## START

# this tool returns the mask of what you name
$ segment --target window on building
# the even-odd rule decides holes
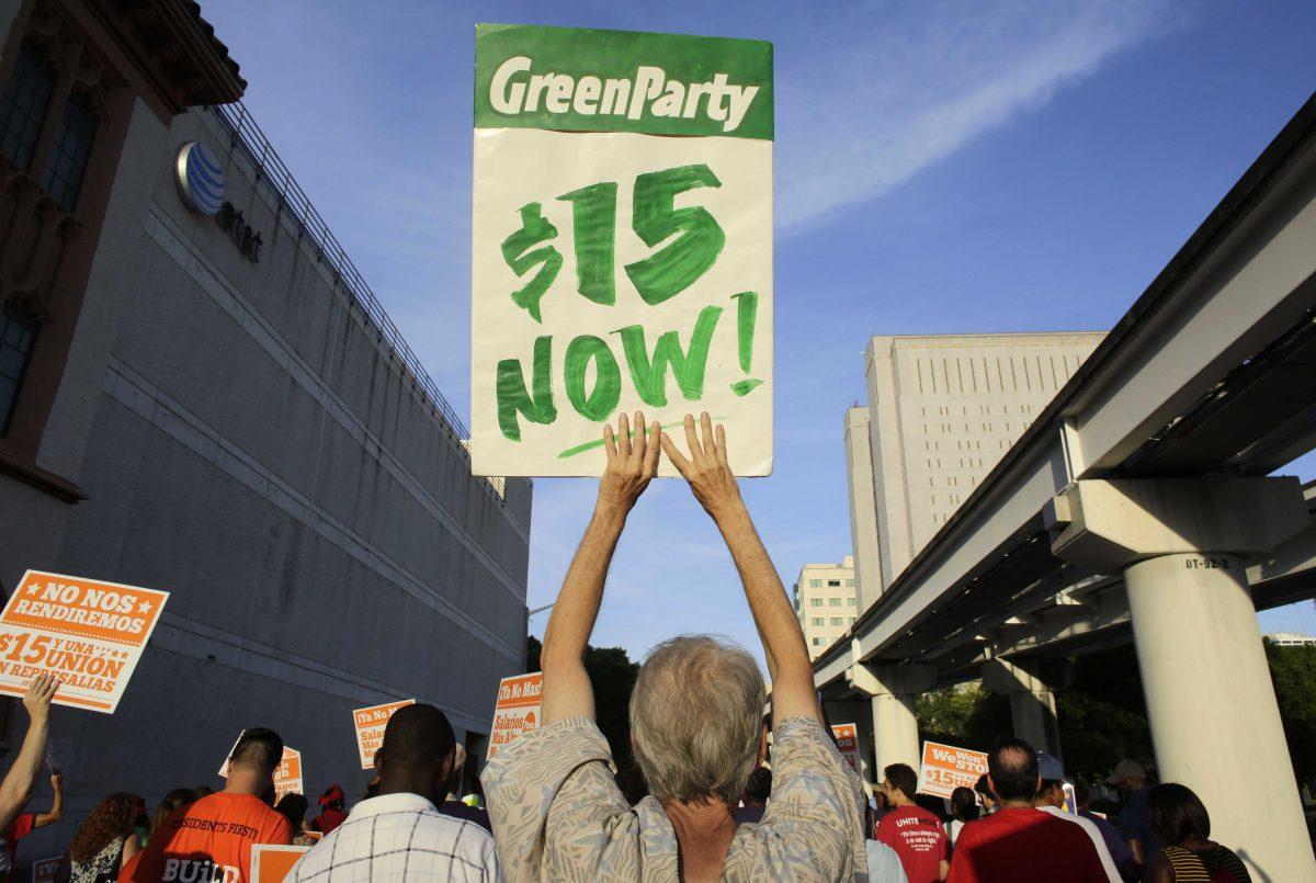
[[[78,191],[82,188],[83,172],[87,171],[87,158],[91,157],[91,142],[96,137],[96,116],[87,100],[70,95],[64,101],[64,112],[59,118],[59,132],[50,149],[46,174],[41,176],[41,188],[55,197],[66,212],[74,211]]]
[[[37,320],[25,308],[12,303],[0,312],[0,436],[9,432],[9,417],[36,338]]]
[[[0,153],[26,171],[41,136],[55,72],[32,43],[24,43],[13,62],[13,72],[0,99]]]

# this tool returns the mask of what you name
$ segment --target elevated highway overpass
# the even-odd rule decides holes
[[[1055,662],[1133,641],[1162,778],[1258,879],[1316,879],[1255,620],[1316,596],[1316,490],[1275,476],[1312,447],[1316,96],[817,658],[825,703],[880,770],[920,692],[983,678],[1059,754]]]

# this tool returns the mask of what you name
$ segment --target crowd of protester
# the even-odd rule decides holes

## END

WORK TO COMPLETE>
Transcribe each line above verbatim, with the pictures left out.

FINAL RESULT>
# this tool returns the mask of what you name
$ segment --target window on building
# the even-odd rule decides holes
[[[78,191],[82,188],[83,172],[87,171],[87,158],[91,157],[91,142],[96,137],[96,116],[87,100],[70,95],[64,101],[64,112],[59,118],[59,132],[50,149],[46,174],[41,176],[41,188],[55,197],[66,212],[74,211]]]
[[[37,320],[25,308],[12,303],[0,312],[0,436],[9,432],[9,417],[36,338]]]
[[[0,153],[26,171],[41,136],[55,72],[32,43],[24,43],[13,62],[13,72],[0,99]]]

# this tool returns the mask of what you name
$ segment --target elevated highway overpass
# the even-odd rule decides holes
[[[1055,662],[1133,641],[1162,778],[1258,879],[1316,879],[1255,620],[1316,596],[1316,490],[1275,476],[1312,447],[1316,96],[817,658],[825,703],[880,770],[920,692],[983,678],[1059,754]]]

# this tool returns the mask of what you name
$ segment --target crowd of protester
# the even-odd rule decides holes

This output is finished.